→ SELECTED PASSAGE

# squirt guns!



## thaddeusss (Jan 15, 2013)

hey all, forgive me if this has been covered - I tried searching but didn't find anything. 

I know that so many of us use a squirt of water to deter unwanted behavior from our goats. I find it highly effective. problem is, I have a hard time finding a squirt gun that doesn't break right away. does anyone have a source for decent quality squirters? I hate having to pack around extra plastic junk...


----------



## idahonancy (Dec 13, 2008)

Great question. I love the Super Soaker Wars Bottle Blitz. Just about any water bottle will screw onto it. It is a pump action that can reach out with a 25 ft stream. It is brightly colored. I have had mine for 3 years. The greatest part is once a goat figures out that is a squirt gun all you have to do is set it on top of what ever you don't want the goats to touch. I can hang it in their favorite tree and they won't go near it. It rides nicely on top of a cross buck. That was handy when I was training the boys on our first camping trip. The little squirt guns are handy but they leak in your pocket and need a long trigger pull to shoot anywhere. You'll love the pump action and reach of this gun. Cost $8 online. 
Good Luck, IdahoNancy


----------



## Rex (Nov 30, 2008)

we use an adjustable spray head on a plastic pop bottle. Works great.


----------



## Bob Jones (Aug 21, 2009)

I picked up some squirt bottles a the dollar store. I have a couple sizes.


----------



## Mt.goatguy (Dec 2, 2011)

Free squirt bottles appeared under my kitchen sink and in my laundry room in the form of nearly empty bottles that had a little other stuff in them. 

As Idahonancy pointed out just bringing the guns into sight gets my goats acting better...


----------

→ PROVIDED INFORMATION
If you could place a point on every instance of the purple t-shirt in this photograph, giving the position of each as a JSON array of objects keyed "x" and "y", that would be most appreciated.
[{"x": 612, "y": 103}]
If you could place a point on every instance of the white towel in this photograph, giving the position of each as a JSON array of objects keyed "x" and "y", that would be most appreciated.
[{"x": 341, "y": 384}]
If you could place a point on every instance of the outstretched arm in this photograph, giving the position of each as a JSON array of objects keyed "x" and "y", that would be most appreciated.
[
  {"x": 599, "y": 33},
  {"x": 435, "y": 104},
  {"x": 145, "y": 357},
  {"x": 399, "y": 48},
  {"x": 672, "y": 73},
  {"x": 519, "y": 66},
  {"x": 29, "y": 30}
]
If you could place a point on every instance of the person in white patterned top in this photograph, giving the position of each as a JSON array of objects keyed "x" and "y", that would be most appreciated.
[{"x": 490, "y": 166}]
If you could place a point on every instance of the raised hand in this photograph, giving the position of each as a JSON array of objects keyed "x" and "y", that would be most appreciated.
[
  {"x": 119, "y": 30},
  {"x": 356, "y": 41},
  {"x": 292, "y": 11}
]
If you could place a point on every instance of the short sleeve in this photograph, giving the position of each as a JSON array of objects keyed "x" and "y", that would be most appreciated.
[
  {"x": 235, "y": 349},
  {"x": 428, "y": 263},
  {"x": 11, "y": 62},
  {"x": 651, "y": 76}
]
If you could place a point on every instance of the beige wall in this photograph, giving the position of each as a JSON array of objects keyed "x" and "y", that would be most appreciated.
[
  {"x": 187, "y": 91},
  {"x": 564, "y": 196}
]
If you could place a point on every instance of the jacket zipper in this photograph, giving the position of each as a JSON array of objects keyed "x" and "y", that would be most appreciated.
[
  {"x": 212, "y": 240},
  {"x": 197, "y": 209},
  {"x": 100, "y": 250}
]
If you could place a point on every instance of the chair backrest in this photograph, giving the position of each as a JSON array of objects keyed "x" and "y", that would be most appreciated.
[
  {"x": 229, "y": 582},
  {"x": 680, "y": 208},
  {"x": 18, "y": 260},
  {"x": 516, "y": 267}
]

→ SET TASKS
• A. In the squirt gun thread, what does Rex attach to a plastic pop bottle?
• B. Can you turn the records into a numbered list, from the line with "of the beige" up to and including the last line of the records, leaving out blank lines?
The squirt gun thread and the records have nothing to do with each other.

→ ANSWERS
• A. An adjustable spray head.

• B.
1. If you could place a point on every instance of the beige wall in this photograph, giving the position of each as a JSON array of objects keyed "x" and "y", that would be most appreciated.
2. [
3.   {"x": 187, "y": 91},
4.   {"x": 564, "y": 196}
5. ]
6. If you could place a point on every instance of the jacket zipper in this photograph, giving the position of each as a JSON array of objects keyed "x" and "y", that would be most appreciated.
7. [
8.   {"x": 212, "y": 240},
9.   {"x": 197, "y": 209},
10.   {"x": 100, "y": 250}
11. ]
12. If you could place a point on every instance of the chair backrest in this photograph, giving the position of each as a JSON array of objects keyed "x" and "y", that would be most appreciated.
13. [
14.   {"x": 229, "y": 582},
15.   {"x": 680, "y": 208},
16.   {"x": 18, "y": 260},
17.   {"x": 516, "y": 267}
18. ]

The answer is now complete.